▶ [原文內容]:
==*==
從biomart上下載兩個物種的orthologs數據集

05-16

什麼是orthologs

參考ensembl官網頁面介紹：Protein trees and orthologies

同源基因可以分為兩大類：直系同源基因（orthologs，Ensembl genome browser 91）和旁系同源基因（paralogs，Ensembl genome browser 91）。

簡單來說，兩個物種中的兩個基因，coalescence的時候，coalescent的節點如果是speciaiton node，那麼這兩個基因就是 orthologs，如果是 gene duplication node，那麼這兩個基因的關係是paralogs。

上述鏈接不僅包含了ensemble計算物種間的ortholog/paralogs的pipeline，同時也給出了輸出結果中各個參數的定義，下面結合biomart的應用例子會有更詳細的解釋。

哪裡下載兩個物種間的orthologs（多個物種間的orthologs另做討論）

首先，打開biomart的網頁： Ensembl Metazoa

點擊 biomart ：

先選定 "Ensemble Metazoa Genes 38"

然後選擇想要物種的dataset，這裡以 Drosophila melanogaster 為例：

注意上圖左邊側欄中的「Filters」和 "Attributes"。

Filters 用來過濾data。

Attributes 用來控制需要輸出哪些信息。

比如想要Drosophila melanogaster 和 Drosophila simulance的orthologs，在filter中勾選相對應的選項即可。

選定想要輸出的Attributes，因為我們需要orthologs，所以特別注意「Homologues" 這個東東：

下拉菜單到需要的Drosophila simulance，勾選需要輸出的相關信息：

設置好filter和attributes，左欄會顯示出相應的數據集、filter條件和待輸出的attributes。

點擊 Results ，此時網頁上會顯示待輸出文件前10行的模樣

目測無誤後，點擊 GO 即可，即可下載文件到本地電腦。
==*==
指代表達定位資料
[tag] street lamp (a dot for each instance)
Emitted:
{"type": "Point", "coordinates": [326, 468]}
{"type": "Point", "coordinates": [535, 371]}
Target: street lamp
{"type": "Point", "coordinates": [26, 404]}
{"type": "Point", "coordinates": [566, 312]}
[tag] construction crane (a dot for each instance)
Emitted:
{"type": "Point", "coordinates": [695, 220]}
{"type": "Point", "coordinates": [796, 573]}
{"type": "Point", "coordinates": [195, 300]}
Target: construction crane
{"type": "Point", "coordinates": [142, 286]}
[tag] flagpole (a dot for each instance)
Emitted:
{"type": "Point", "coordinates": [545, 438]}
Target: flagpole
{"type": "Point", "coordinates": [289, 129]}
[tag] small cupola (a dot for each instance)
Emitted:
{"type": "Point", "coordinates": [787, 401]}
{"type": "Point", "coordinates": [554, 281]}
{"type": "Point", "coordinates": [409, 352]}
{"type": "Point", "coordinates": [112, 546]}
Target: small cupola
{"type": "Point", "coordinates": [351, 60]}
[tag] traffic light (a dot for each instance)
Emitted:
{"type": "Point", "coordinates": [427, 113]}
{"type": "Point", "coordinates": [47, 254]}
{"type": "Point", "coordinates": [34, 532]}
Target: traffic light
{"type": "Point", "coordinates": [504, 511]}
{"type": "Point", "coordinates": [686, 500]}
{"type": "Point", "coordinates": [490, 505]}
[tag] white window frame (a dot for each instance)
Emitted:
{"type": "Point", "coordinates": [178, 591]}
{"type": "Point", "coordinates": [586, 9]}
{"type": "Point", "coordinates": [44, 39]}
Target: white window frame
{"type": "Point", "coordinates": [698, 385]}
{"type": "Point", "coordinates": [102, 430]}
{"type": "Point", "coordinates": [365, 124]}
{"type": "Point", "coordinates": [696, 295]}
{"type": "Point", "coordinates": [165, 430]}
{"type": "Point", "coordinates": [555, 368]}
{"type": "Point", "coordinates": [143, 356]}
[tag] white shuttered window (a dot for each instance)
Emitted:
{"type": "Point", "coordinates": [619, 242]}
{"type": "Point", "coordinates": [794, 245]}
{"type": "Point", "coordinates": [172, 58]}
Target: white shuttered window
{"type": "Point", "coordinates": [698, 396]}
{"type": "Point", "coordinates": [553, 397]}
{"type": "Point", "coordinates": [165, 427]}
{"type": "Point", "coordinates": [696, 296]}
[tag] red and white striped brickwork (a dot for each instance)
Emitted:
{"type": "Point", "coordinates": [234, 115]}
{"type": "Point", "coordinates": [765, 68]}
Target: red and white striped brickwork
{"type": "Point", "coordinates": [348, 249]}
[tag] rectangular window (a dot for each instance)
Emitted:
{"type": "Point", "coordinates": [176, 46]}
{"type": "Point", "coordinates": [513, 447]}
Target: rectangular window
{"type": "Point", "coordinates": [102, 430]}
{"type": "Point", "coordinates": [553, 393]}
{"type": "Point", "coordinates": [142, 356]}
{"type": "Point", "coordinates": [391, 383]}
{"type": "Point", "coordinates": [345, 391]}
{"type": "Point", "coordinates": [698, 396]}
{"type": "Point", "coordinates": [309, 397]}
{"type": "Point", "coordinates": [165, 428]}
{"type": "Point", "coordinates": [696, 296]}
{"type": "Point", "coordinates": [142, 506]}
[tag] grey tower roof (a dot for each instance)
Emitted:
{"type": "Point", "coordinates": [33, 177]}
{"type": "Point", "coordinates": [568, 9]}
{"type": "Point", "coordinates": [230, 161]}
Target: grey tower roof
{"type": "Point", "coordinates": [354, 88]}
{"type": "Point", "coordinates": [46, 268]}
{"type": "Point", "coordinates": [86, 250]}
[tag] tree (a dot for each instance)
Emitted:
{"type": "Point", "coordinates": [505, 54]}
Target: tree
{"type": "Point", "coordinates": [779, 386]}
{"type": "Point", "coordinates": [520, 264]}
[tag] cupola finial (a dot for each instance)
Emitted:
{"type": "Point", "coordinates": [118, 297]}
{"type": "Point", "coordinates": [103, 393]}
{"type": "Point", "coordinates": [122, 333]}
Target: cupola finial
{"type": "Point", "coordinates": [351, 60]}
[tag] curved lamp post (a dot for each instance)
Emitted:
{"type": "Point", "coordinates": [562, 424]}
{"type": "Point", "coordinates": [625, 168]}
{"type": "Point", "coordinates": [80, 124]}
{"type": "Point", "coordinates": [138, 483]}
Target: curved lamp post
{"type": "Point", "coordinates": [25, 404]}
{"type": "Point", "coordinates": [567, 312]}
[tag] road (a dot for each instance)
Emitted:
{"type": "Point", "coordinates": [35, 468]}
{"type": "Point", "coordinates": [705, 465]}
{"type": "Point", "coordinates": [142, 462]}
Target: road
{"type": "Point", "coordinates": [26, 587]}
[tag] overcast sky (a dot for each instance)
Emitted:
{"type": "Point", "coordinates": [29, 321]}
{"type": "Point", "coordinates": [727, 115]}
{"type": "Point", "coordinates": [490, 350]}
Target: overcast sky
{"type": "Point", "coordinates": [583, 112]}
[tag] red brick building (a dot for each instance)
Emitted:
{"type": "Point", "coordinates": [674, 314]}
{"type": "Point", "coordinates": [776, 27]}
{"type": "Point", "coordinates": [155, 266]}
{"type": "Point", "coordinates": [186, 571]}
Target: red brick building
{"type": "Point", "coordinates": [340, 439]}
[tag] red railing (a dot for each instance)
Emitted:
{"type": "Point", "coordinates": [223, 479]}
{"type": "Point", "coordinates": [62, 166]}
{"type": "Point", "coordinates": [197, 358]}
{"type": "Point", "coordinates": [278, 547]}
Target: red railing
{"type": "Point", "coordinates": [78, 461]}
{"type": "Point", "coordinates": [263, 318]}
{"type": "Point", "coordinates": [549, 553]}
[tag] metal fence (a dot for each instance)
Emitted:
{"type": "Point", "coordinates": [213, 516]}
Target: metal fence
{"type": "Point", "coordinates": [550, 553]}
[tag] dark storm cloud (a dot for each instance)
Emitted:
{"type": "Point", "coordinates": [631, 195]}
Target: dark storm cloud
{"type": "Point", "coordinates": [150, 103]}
==*==
▶ [任務一覽]:
1. 根據介紹從 biomart 下載 orthologs 資料集的原文，左側欄中的「Attributes」用來做什麼？
2. 請接續介紹從 biomart 下載 orthologs 資料集的原文，從其最後一句之後繼續寫下去。

▶ [逐項解答]:
1. 用來控制需要輸出哪些信息。

2.
如何處理下載後的數據

從輸出樣式上可以看出來，有5列文件是我們比較感興趣的：

Drosophila simulans homology type
%id. target Drosophila simulans gene identical to query gene
%id. query gene identical to target Drosophila simulans gene
Drosophila simulans orthology confidence [0 low, 1 high]
dN or dS with Drosophila simulans

根據以上信息，可以有以下處理步驟，

1，首先，去冗餘。

可以看到上面輸出結果的截圖中，基因FBgn0052280，有3行輸出記錄。

這是由於一個基因可能會有多個transcript。

基因FBgn0052280的三行記錄中，除了第二列的「Transcript stable ID」信息不同，其餘各列內容都是一致的，考慮到我們只是在找Dmel和Dsim間的orthologs，並不關心「一個基因<=>多個轉錄本」，因此可以只保留其中一行的信息。

2，根據 orgholog confidence來過濾

見官方說明Protein trees and orthologies：

We compute a duplication confidence score for each duplication node as the Jaccard index of the sets of species under the two sub-trees. The score is sometimes refered as "species intersection score".

confidence與orthologs的真實度正相關，輸出結果中，絕大多數的 orgholog confidence 是等於1的，可以直接用「orgholog confidence==1」來過濾。

3，根據 Homology types來過濾

見官方說明Protein trees and orthologies：

Using the Gene Trees, we can infer the following pairwise relationships.

Orthologues
Any gene pairwise relation where the ancestor node is a speciation event. We predict several descriptions of orthologues:
1-to-1 orthologues (ortholog_one2one)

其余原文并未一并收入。